Pharmaceutical Business review

Argentis signs license agreement for scleroderma treatment

The agreement gives Argentis the rights to the treatment, as well as the processes involved in manufacturing the pharmaceutical product.

Systemic sclerosis (SSc or systemic scleroderma) is an autoimmune disease whereby the immune system attacks the body’s own type 1 collagen, causing fibrosis of the skin, lungs and other organs. As SSc progresses, patients suffer increasing difficulties with digestion, breathing, joint pain and often develop pulmonary hypertension.

The use of orally administered, highly purified native bovine type 1 collagen (CI) for the treatment of SSc was pioneered by Dr Arnold Postlethwaite, director of the division of connected tissue disease at the University of Tennessee Health Science Center.

According to Dr Postlethwaite: “One of the most widely distributed auto-antigens in SSc is type I collagen, the most abundant protein in the body and a component of all tissues, organs and blood vessels involved in the disease processes of SSc. Immune tolerance is induced by orally introducing type 1 collagen, meaning that the body’s immune system, over time, ceases to attack its own type 1 collagen.”

CI has completed a US National Institutes of Health-funded, 168-patient, double-blind, placebo controlled Phase II clinical trial with 13 rheumatology centers. The trial included patients with the diffuse form of SSc.

In addition to the placebo group, there were two prospectively defined subgroups in the Phase II trial: patients who had been diagnosed for less than three years (early phase) and those diagnosed from three to 10 years (late phase). Patients were treated for 12 months with follow-up at 15 months. Data from the trial demonstrated a statistically significant improvement in modified rodnan skin scores (MRSS), a measure of the change in skin thickening and an FDA-mandated endpoint, at 15 months in early phase patients receiving CI versus the placebo group. CI was also shown to be safe and well tolerated.

“With no therapies to treat the underlying cause of SSc, the prognosis for diagnosed patients is very poor,” stated Tom Davis, CEO of arGentis. Bringing the CI therapy to market will bring hope to tens of thousands of patients with the diffuse form of the disease. We anticipate a post-Phase II meeting with the FDA and EMEA in the next several months. These meetings should give us further clarity of the clinical path necessary for approval.”

(Data excerpts)
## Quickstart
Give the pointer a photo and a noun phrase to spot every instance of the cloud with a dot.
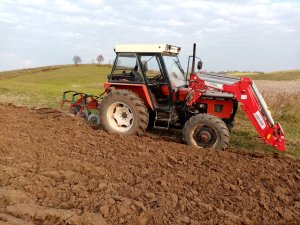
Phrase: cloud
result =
(231, 34)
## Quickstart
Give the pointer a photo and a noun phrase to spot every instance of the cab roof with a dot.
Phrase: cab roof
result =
(147, 48)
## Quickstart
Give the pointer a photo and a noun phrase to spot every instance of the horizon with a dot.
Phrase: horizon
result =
(257, 35)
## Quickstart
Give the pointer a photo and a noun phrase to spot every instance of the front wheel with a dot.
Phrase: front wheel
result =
(206, 131)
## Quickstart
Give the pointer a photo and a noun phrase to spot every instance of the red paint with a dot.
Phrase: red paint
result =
(140, 89)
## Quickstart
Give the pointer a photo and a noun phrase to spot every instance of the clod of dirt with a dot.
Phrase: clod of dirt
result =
(55, 169)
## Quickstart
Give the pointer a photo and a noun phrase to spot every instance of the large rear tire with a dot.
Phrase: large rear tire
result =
(206, 131)
(124, 112)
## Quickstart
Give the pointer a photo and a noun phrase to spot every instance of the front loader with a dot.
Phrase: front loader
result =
(147, 87)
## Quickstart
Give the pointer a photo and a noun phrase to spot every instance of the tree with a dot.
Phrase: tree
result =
(100, 59)
(76, 59)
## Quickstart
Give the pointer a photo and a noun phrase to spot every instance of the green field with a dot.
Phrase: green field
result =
(43, 87)
(276, 75)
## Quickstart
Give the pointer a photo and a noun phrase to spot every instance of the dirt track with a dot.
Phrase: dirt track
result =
(54, 169)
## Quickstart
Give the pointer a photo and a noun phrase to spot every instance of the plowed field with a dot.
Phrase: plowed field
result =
(55, 169)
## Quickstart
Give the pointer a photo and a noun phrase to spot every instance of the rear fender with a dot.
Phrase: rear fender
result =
(140, 89)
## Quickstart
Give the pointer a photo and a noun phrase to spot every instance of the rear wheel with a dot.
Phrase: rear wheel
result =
(124, 112)
(207, 131)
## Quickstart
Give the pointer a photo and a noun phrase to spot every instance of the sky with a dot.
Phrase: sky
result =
(254, 35)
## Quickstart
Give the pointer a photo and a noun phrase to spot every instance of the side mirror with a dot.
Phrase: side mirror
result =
(145, 66)
(199, 65)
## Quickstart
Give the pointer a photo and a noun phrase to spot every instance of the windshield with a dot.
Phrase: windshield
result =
(175, 71)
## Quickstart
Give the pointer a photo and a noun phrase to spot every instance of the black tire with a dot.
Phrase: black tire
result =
(124, 112)
(94, 119)
(206, 131)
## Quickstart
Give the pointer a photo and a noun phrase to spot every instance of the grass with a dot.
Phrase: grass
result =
(277, 75)
(43, 87)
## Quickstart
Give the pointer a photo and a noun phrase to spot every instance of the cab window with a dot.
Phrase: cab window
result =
(127, 69)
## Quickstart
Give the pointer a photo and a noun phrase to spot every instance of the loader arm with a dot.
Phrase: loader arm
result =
(252, 103)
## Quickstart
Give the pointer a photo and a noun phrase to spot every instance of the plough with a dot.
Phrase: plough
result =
(83, 104)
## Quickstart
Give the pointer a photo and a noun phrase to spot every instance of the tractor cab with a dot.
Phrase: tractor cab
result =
(147, 87)
(153, 68)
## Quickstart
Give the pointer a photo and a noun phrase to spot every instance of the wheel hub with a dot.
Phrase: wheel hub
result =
(205, 136)
(121, 116)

### [Explore the material]
a - From the Argentis article, extract the stretch from "Systemic sclerosis (SSc" through "Health Science Center.".
b - According to the Argentis article, what difficulties and conditions do patients suffer as SSc progresses? List them all.
c - Does the Argentis article support each statement? (i) The Phase II trial of CI enrolled 168 patients. (ii) Patients in the trial were treated for 15 months. (iii) The statistically significant MRSS improvement was seen in late phase patients.

### [Answers]
a -
Systemic sclerosis (SSc or systemic scleroderma) is an autoimmune disease whereby the immune system attacks the body’s own type 1 collagen, causing fibrosis of the skin, lungs and other organs. As SSc progresses, patients suffer increasing difficulties with digestion, breathing, joint pain and often develop pulmonary hypertension.

The use of orally administered, highly purified native bovine type 1 collagen (CI) for the treatment of SSc was pioneered by Dr Arnold Postlethwaite, director of the division of connected tissue disease at the University of Tennessee Health Science Center.

b -
- difficulties with digestion
- difficulties with breathing
- joint pain
- pulmonary hypertension

c -
(i) Yes: "168-patient, double-blind, placebo controlled Phase II clinical trial"
(ii) No: "Patients were treated for 12 months with follow-up at 15 months."
(iii) No: "at 15 months in early phase patients receiving CI versus the placebo group"